◆ Exercise details: Pull out each line of the items below that contains the string "photo".

◆ Data to use:
•••

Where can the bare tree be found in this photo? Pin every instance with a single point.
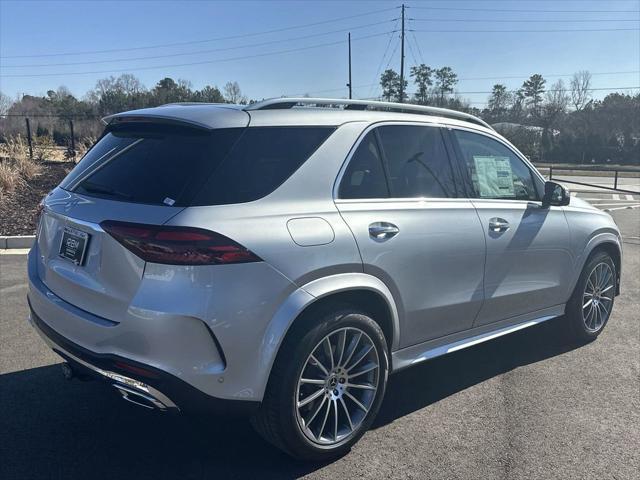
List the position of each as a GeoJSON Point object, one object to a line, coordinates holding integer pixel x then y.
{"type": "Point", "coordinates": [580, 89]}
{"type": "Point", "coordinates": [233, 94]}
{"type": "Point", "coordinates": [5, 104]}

•••

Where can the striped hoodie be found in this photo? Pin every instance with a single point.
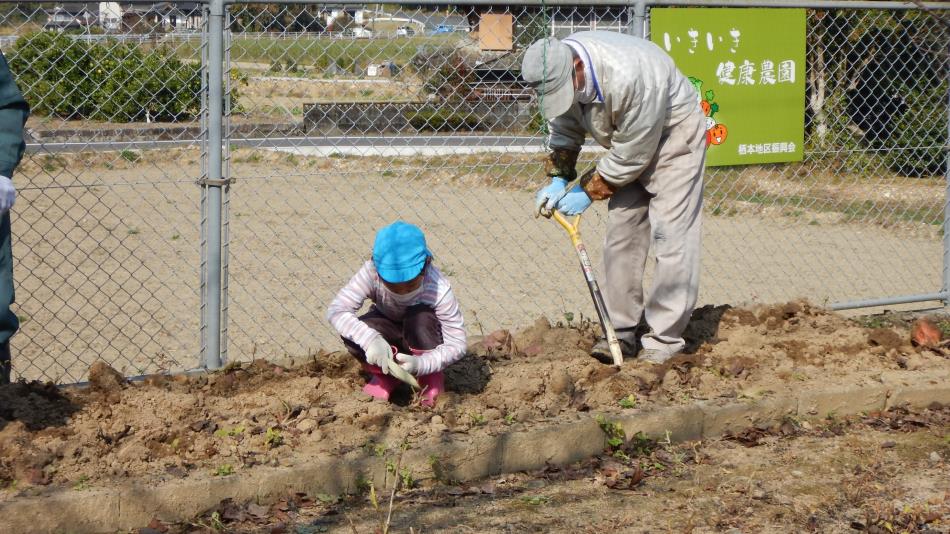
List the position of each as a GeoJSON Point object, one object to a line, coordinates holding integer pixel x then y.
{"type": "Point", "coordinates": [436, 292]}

•••

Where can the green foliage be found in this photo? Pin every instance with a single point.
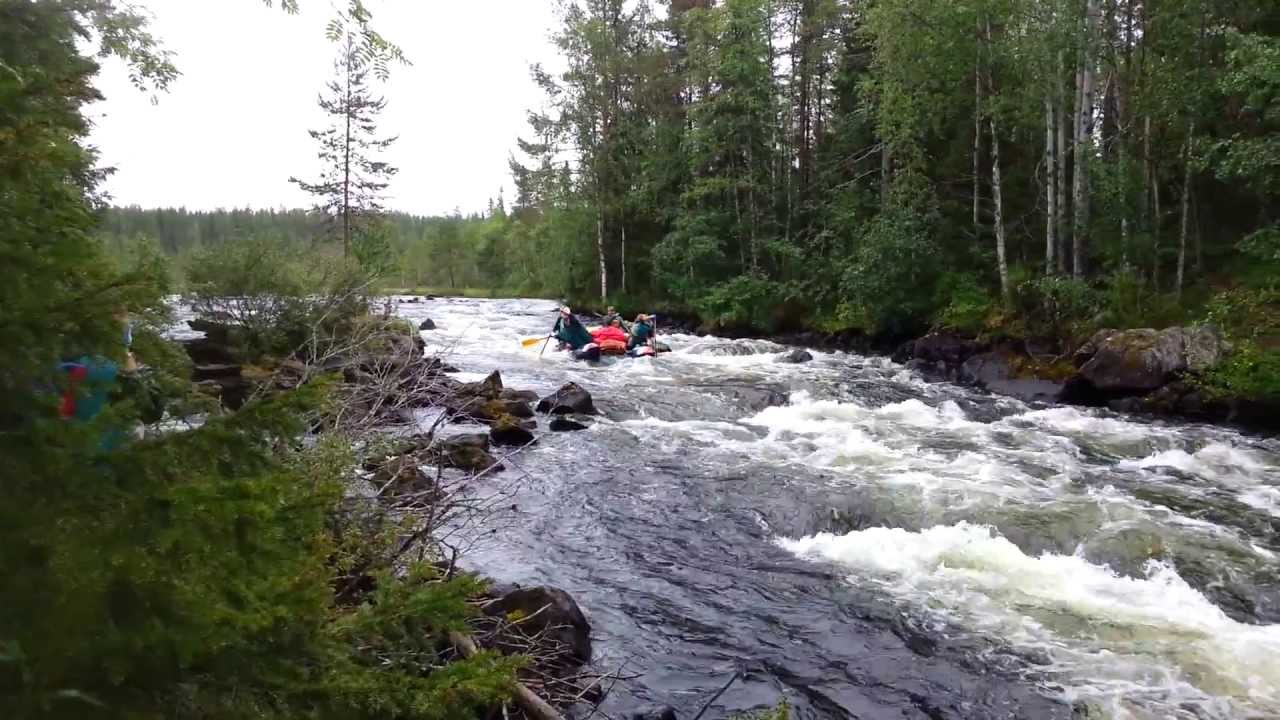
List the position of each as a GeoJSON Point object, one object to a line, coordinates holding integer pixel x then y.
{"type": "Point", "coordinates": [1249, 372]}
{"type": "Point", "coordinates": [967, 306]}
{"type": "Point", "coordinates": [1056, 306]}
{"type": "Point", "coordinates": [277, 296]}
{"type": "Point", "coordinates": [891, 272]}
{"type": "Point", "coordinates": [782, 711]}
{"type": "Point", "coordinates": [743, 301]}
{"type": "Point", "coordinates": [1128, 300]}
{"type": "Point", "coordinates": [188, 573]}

•••

◆ Complete answer:
Where can the bare tree be found in this photo? Pin every instance with a single point.
Where can the striped hoodie be found in this photo? Pin every instance with a single point.
Where can the green foliage be found in this photo? Pin every instance with a single point.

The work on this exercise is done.